* _MATERIAL SUPPLIED_
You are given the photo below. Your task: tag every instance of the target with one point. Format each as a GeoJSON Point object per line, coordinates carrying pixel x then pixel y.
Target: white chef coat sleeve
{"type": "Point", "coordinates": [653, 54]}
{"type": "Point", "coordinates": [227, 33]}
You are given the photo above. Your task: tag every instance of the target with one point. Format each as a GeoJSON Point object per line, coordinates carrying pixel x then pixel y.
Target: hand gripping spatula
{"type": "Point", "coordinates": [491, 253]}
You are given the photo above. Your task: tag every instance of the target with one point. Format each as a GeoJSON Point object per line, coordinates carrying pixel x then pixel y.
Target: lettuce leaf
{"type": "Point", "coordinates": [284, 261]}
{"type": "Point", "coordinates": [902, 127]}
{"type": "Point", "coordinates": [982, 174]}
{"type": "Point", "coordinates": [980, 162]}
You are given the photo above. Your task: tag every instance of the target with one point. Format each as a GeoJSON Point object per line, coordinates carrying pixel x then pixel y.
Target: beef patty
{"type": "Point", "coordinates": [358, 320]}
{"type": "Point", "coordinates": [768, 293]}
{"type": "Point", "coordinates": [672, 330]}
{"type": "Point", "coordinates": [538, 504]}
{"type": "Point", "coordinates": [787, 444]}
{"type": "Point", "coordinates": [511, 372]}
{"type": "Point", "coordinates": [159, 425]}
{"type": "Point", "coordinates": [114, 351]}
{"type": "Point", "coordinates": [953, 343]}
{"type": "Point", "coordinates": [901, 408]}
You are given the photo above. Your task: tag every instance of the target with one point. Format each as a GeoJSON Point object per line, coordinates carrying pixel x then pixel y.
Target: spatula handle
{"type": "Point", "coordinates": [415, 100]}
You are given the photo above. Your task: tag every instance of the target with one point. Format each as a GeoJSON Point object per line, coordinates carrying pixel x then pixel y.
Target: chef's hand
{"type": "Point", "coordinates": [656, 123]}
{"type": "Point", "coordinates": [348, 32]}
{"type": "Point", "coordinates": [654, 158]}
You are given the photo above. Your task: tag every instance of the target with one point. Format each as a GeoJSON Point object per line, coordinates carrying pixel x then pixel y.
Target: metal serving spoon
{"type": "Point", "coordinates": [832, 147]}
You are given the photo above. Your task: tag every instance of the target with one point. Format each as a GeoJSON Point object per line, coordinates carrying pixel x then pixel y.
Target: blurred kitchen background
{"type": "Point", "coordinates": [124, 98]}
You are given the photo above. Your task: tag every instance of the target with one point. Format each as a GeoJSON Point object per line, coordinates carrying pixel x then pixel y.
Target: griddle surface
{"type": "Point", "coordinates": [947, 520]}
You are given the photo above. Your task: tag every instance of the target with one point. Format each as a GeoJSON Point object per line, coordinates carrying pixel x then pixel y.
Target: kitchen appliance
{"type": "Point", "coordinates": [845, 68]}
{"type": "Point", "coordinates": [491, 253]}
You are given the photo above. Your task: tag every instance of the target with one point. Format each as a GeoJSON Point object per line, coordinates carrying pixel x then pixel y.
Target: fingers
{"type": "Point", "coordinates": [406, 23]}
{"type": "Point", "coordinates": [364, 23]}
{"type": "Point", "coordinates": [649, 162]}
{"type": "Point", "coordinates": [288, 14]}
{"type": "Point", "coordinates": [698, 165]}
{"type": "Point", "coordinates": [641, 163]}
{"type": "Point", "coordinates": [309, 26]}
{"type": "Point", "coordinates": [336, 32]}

* _DIRECTION_
Take the data above and return it exactly.

* _OUTPUT FOR THIS TASK_
You are given the photo below. Your task: tag every instance of the target with one point. Format each as a GeoJSON Point object per line, coordinates carrying pixel x then pixel y.
Target: white chef coat sleeve
{"type": "Point", "coordinates": [653, 54]}
{"type": "Point", "coordinates": [227, 33]}
You are given the photo above. Your task: tag every instance of the target with one point. Format each as a GeoJSON Point object per line, coordinates carrying pixel x then pixel y.
Target: hand gripping spatula
{"type": "Point", "coordinates": [491, 253]}
You are given the photo above. Your task: tag every instance of the target with one point. Format each as a GeoJSON Point object per line, coordinates carrying pixel x then pixel y.
Target: lettuce leaf
{"type": "Point", "coordinates": [284, 261]}
{"type": "Point", "coordinates": [902, 127]}
{"type": "Point", "coordinates": [982, 174]}
{"type": "Point", "coordinates": [980, 162]}
You are given the photo above. Your task: tag every instance of the target with one point. Format each as a GeoJSON Point object per line, coordinates carrying pixel x then pixel y.
Target: beef patty
{"type": "Point", "coordinates": [358, 320]}
{"type": "Point", "coordinates": [768, 293]}
{"type": "Point", "coordinates": [672, 330]}
{"type": "Point", "coordinates": [538, 504]}
{"type": "Point", "coordinates": [787, 444]}
{"type": "Point", "coordinates": [511, 372]}
{"type": "Point", "coordinates": [159, 425]}
{"type": "Point", "coordinates": [114, 351]}
{"type": "Point", "coordinates": [953, 343]}
{"type": "Point", "coordinates": [901, 408]}
You are given the photo above. Your task: tag every instance of the target with one point. Format each as a GeoJSON Point object per line, coordinates carrying pixel x then pixel y.
Target: spatula handle
{"type": "Point", "coordinates": [415, 100]}
You are given the photo above. Your task: tag every instance of the target with one point. Format each as a GeoJSON Point object per line, coordinates carrying pixel x then pixel y.
Target: chef's hand
{"type": "Point", "coordinates": [656, 123]}
{"type": "Point", "coordinates": [348, 32]}
{"type": "Point", "coordinates": [654, 158]}
You are given the photo above. Your task: tag every instance of the target with one point. Format each as a GeoJSON Point object per line, coordinates carrying pixel x then pixel y.
Target: metal serving spoon
{"type": "Point", "coordinates": [832, 147]}
You are given the photo above. Your task: tag every instance of the target with one point. Format each as a GeoJSON Point object per line, coordinates carrying pixel x then pixel y.
Target: blurred kitchen background
{"type": "Point", "coordinates": [124, 98]}
You are given the photo above. Your task: tag every instance of the target with one point. Format each as a GeoJSON Point object per line, coordinates carrying pixel x then pixel y.
Target: griddle surface
{"type": "Point", "coordinates": [947, 520]}
You are given the photo above. Your task: tag every instance of the target with one point. Format each as a GeoJSON Point object per line, coordinates carrying pixel x then pixel y.
Target: kitchen appliance
{"type": "Point", "coordinates": [845, 68]}
{"type": "Point", "coordinates": [491, 253]}
You are given the photo above. Your task: tag every instance of the target with one point. Format each as a GeoJSON Point object per line, coordinates carrying pixel x then pixel y.
Target: fingers
{"type": "Point", "coordinates": [406, 23]}
{"type": "Point", "coordinates": [364, 23]}
{"type": "Point", "coordinates": [649, 162]}
{"type": "Point", "coordinates": [288, 14]}
{"type": "Point", "coordinates": [698, 165]}
{"type": "Point", "coordinates": [641, 163]}
{"type": "Point", "coordinates": [309, 26]}
{"type": "Point", "coordinates": [336, 32]}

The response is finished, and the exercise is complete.